[Data provided]:

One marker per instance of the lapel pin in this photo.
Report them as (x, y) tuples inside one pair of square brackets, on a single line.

---

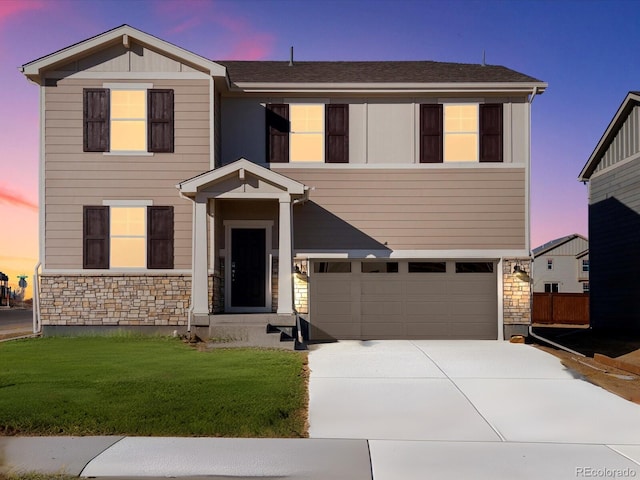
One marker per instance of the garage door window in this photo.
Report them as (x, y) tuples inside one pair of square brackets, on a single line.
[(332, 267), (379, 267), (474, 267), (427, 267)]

[What you will do]:
Nothing but a number belongs in the answer: the tally of lines in the data holding "instance".

[Exercise result]:
2